EXTRACT TO READ:
Master English Comprehension: Techniques for JAMB & WAEC
English Language is the one subject every Nigerian student must take — whether for JAMB, WAEC, or NECO. And within English, comprehension is the section that carries the most marks and causes the most confusion. Students often complain that they "understood the passage but still got questions wrong." The truth is, comprehension isn't about general understanding — it's about precision. Here's how to master it.
Understanding How Comprehension Is Tested
In JAMB, you'll typically face 2-3 comprehension passages with 5-8 questions each. In WAEC and NECO, there's usually one long passage or two shorter ones. The questions fall into predictable categories:
- Main idea questions: "What is the passage mainly about?"
- Detail questions: "According to the passage, what caused...?"
- Inference questions: "It can be inferred from the passage that..."
- Vocabulary in context: "As used in the passage, the word X means..."
- Tone/attitude questions: "The author's tone in this passage is..."
- Purpose questions: "The author mentions X in order to..."
Recognizing the question type immediately tells you how to find the answer.
Technique 1: Read the Questions First
This is the single most important comprehension technique, and most students do the opposite. Before reading the passage, skim through all the questions. Don't read the options yet — just the question stems. This gives you a mental checklist of what to look for as you read.
For example, if a question asks "What did the author say about education in the third paragraph?" — you now know to pay special attention to the third paragraph and anything about education.
This technique alone can save you 3-5 minutes per passage because you won't need to re-read the passage multiple times.
Technique 2: Read Actively, Not Passively
Passive reading is when your eyes move across the words but your brain doesn't engage. Active reading means you're constantly asking yourself:
- What is the author's main argument?
- Why is the author making this point?
- How does this paragraph connect to the previous one?
- What evidence is being used?
As you read each paragraph, mentally summarize it in one sentence. "Paragraph 1: The author introduces the problem of deforestation." "Paragraph 2: Statistics on forest loss in Nigeria." This creates a mental map of the passage structure.
Technique 3: Answer from the Passage, Not Your Knowledge
This is where many students go wrong. Comprehension tests your ability to understand what the author wrote, not what you know about the topic. Even if you know the author is wrong about a fact, the correct answer is still based on what the passage says.
For every answer you choose, you should be able to point to the specific line or paragraph in the passage that supports it. If you can't, you're probably guessing — and guesses are often wrong.
Key rule: If the passage doesn't say it, it's not the answer (unless it's an inference question, which we'll cover next).

(Rows from a pointing dataset)
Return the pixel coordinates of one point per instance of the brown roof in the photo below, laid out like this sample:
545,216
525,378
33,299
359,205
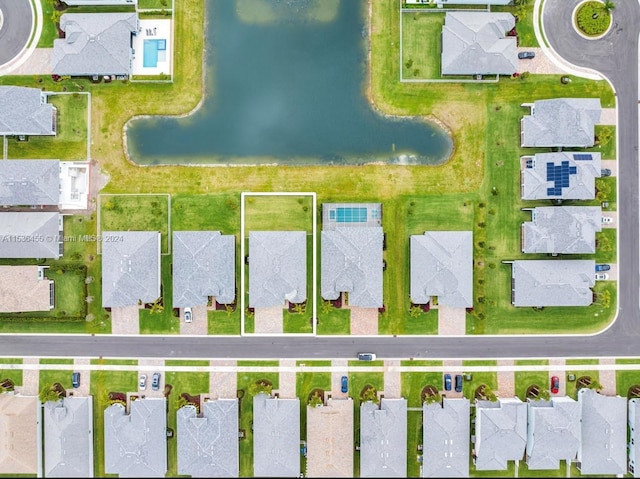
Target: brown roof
18,434
21,290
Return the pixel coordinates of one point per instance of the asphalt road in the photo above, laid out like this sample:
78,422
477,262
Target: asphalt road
616,56
16,28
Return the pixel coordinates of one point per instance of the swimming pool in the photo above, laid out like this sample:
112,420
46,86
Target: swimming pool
154,51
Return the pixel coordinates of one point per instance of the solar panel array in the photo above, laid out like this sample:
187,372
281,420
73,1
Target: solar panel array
559,174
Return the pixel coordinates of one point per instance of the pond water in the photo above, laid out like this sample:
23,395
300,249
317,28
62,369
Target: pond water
289,90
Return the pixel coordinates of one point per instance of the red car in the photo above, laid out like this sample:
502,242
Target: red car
555,384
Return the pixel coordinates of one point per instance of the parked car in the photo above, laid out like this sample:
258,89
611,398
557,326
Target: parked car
155,381
459,383
344,384
366,356
526,55
555,384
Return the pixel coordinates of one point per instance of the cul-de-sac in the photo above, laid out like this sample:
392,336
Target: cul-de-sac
319,238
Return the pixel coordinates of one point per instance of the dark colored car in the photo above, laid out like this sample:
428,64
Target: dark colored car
459,383
155,381
344,384
555,384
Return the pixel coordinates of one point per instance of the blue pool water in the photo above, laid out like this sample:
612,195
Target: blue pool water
151,49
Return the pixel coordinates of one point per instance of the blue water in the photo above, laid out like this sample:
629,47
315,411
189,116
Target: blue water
293,92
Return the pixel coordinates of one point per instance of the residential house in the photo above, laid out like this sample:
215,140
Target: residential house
442,266
352,243
29,182
560,122
329,429
25,111
553,432
68,437
95,44
476,43
501,433
277,268
204,266
603,442
540,283
562,230
383,438
445,438
25,289
276,436
634,435
130,268
208,442
135,442
560,175
31,235
20,434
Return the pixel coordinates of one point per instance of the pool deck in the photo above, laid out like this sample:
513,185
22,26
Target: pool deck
153,29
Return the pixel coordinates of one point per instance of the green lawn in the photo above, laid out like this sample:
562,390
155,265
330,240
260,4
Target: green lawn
191,383
103,382
421,44
70,141
136,213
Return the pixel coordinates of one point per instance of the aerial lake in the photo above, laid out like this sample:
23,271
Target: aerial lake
286,84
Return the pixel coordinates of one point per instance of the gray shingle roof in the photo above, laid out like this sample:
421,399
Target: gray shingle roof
553,432
135,445
603,445
561,122
442,266
476,43
562,230
68,437
25,111
383,438
553,282
130,268
582,184
445,443
94,44
276,437
277,268
208,445
204,265
29,182
634,436
351,261
501,433
30,235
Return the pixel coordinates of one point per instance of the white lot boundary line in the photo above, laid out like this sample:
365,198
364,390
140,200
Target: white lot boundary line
99,228
314,247
323,369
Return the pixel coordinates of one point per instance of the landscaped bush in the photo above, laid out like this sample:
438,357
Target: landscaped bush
593,18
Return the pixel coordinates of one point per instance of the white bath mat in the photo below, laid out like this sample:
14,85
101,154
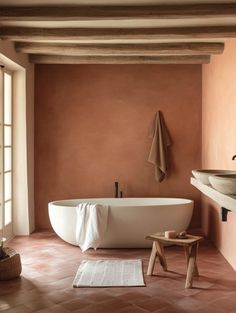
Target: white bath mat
109,273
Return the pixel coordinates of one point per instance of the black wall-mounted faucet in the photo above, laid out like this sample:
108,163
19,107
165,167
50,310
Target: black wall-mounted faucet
116,189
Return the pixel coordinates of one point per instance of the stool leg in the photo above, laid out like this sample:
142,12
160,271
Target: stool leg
152,259
191,266
161,256
187,253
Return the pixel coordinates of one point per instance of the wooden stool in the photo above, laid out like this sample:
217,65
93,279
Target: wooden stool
190,245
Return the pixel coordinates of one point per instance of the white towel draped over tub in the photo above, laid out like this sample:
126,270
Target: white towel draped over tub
91,224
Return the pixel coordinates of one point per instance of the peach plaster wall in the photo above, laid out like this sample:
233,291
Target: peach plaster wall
92,127
219,141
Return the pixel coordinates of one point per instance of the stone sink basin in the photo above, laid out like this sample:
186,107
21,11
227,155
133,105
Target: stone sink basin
224,183
203,175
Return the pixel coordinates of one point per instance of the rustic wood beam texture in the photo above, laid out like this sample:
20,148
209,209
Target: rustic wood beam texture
117,12
25,33
170,59
121,49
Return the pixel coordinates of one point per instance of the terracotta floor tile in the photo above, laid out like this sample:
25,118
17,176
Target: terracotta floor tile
49,266
153,304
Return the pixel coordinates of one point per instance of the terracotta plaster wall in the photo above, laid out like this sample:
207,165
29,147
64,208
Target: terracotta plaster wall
219,141
92,128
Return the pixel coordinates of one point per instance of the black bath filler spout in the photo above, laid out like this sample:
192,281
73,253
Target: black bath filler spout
116,189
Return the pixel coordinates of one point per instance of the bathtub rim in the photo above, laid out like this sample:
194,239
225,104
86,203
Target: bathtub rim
181,201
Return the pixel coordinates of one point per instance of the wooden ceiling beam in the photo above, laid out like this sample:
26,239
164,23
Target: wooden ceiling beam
52,13
27,33
121,49
170,59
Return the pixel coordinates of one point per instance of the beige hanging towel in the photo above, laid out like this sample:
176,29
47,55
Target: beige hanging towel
160,142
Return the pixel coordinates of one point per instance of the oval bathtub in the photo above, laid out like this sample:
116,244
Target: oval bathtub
130,220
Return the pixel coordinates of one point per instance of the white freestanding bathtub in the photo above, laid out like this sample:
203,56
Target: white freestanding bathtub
130,220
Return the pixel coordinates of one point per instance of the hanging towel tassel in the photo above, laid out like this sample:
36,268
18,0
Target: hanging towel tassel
160,142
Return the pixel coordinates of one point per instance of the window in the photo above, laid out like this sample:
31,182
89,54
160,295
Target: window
6,153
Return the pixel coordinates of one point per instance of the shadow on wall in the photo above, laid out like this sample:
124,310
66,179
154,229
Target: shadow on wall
214,220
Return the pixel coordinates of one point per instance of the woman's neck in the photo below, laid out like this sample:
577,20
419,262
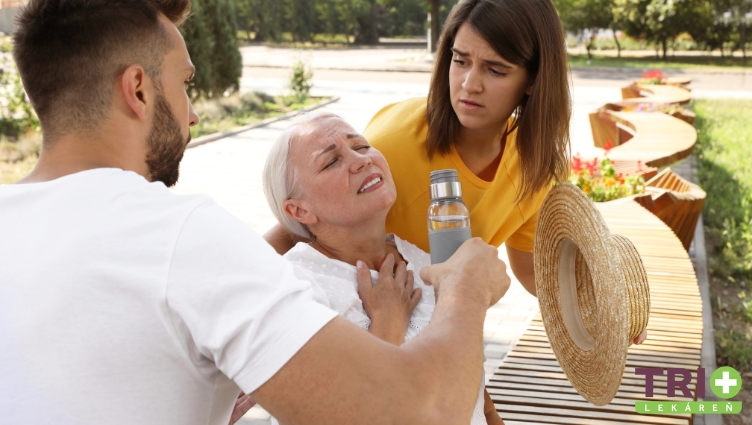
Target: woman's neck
366,242
481,150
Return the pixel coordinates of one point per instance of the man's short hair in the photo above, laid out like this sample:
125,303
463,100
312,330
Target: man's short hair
70,52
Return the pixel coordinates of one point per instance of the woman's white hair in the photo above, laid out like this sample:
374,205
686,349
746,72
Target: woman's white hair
281,179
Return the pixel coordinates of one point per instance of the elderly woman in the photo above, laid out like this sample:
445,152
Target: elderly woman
325,183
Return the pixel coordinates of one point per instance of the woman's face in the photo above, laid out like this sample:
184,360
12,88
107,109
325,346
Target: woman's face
484,87
344,180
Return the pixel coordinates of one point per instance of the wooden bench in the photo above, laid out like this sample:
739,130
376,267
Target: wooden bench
677,202
530,387
653,138
656,93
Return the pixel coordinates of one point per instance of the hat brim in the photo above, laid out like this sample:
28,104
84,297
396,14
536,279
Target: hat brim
583,280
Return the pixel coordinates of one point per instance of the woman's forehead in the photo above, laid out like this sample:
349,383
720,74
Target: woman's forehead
315,136
468,40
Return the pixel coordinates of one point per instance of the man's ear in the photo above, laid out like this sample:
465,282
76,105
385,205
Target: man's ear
296,209
133,83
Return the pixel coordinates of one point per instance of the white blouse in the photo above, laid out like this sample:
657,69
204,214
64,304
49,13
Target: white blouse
335,285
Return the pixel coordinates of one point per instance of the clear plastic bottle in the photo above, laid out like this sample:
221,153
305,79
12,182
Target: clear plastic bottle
448,217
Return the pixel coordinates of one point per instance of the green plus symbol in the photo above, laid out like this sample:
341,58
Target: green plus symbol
725,382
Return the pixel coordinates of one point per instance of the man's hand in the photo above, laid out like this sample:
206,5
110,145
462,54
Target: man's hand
242,405
391,301
477,266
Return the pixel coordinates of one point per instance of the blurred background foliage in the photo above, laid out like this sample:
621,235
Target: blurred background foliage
346,21
713,25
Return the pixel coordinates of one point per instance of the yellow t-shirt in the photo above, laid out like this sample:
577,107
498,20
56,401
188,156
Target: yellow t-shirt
399,131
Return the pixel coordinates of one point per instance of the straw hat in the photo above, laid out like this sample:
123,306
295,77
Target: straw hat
592,289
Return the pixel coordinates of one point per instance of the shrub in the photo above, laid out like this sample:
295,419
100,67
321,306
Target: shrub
300,80
600,181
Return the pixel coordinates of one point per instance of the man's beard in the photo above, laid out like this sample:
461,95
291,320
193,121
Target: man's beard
165,143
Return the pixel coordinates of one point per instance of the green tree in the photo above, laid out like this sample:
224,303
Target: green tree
211,37
659,21
591,15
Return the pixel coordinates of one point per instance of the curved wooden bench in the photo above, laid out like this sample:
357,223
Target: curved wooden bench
653,138
656,93
677,202
530,387
682,82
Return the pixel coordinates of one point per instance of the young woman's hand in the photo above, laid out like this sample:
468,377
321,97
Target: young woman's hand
391,301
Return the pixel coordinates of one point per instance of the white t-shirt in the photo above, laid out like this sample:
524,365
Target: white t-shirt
335,285
122,303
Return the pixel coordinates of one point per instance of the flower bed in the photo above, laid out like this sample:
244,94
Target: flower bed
601,182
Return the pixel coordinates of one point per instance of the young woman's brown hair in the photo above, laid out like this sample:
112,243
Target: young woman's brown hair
527,33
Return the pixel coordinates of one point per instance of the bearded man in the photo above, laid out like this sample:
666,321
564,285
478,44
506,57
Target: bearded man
122,303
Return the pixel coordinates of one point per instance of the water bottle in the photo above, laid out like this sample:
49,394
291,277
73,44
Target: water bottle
448,217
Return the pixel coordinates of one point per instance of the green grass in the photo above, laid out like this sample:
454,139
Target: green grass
218,115
724,152
18,157
680,62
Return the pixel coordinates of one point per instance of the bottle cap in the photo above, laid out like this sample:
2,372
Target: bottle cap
445,184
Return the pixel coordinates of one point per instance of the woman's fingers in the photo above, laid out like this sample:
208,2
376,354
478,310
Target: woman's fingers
364,280
387,267
415,299
400,273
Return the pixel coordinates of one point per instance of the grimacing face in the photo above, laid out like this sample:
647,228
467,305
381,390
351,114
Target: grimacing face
345,182
484,87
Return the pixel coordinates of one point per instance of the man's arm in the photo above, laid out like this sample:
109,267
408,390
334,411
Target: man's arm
523,266
345,375
282,240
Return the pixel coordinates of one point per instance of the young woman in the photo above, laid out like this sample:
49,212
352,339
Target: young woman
498,112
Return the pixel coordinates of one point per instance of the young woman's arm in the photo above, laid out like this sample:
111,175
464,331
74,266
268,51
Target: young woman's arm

GOAL A:
Rewrite the records in the stretch from the line containing "of the bottle" through the end of the records, changing "grimacing face" to "frowning face" and keeping everything else the same.
GOAL B:
Continue the guide to English comprehension for JAMB and WAEC, starting right after its final sentence.

EXERCISE RESULT A:
Return the pixel coordinates of one point per instance of the bottle cap in the photo above, laid out like this sample:
2,372
Target: bottle cap
445,184
Return the pixel coordinates of one point per instance of the woman's fingers in the photo above, laid out like this sample:
208,2
376,354
478,310
Target: woman's fingers
364,280
387,267
415,299
400,273
Return the pixel coordinates of one point per instance of the frowning face in the photo above, laid out like this sample:
647,228
467,305
381,390
351,114
Target: frowning face
345,182
484,87
Return the pixel coordinates of one point per instance of the man's arm in the photo above, laid out like this sample:
109,267
408,390
334,411
Target: man's arm
523,266
345,375
282,240
Return the pixel coordinates of one point per instance of the young woman in the photo above, laid out like this sample:
49,212
352,339
Target: young woman
498,112
Return the pixel coordinates of one point per instance of the young woman's arm in the photo above, laid out like this sample:
111,175
464,331
74,266
268,51
Target: young woman's arm

EXERCISE RESULT B:
Technique 4: Handling Inference Questions
Inference questions are the trickiest because the answer isn't stated directly. You need to read between the lines. Here's the approach:
- The correct inference is strongly supported by the passage — not a wild leap.
- If an inference option feels like a stretch or requires additional assumptions, it's probably wrong.
- The best inference is the one that must be true based on what the passage says.
- Eliminate options that contradict anything in the passage.
Example: If a passage says "The new policy was met with widespread protests from teachers and parents," you can infer that the policy was unpopular. You cannot infer that the policy was reversed — the passage doesn't say that.
Technique 5: Vocabulary in Context
When a question asks "As used in line X, the word _____ most nearly means..." — do not just pick the most common meaning of the word. Authors frequently use words in less common ways. Here's the approach:
- Go back to the specific line in the passage.
- Read the sentence and the sentences before and after it.
- Replace the word with each answer option and see which one makes the sentence mean the same thing.
- The answer that preserves the original meaning of the sentence is correct.
Example: "The company adopted a liberal approach to employee benefits." Here, "liberal" means generous, not related to politics.
Technique 6: Identifying Tone and Attitude
Common tone words you should know:
- Objective/Neutral: The author presents facts without personal opinion.
- Critical: The author disapproves and highlights flaws.
- Sympathetic: The author shows understanding and support.
- Satirical/Ironic: The author uses humor or says the opposite of what they mean to make a point.
- Nostalgic: The author fondly recalls the past.
- Persuasive: The author is trying to convince you of something.
- Cautionary: The author is warning about something.
Look at the author's word choices. Positive words (remarkable, commendable, inspiring) indicate approval. Negative words (deplorable, misguided, unfortunate) indicate criticism. Neutral words (stated, noted, observed) indicate objectivity.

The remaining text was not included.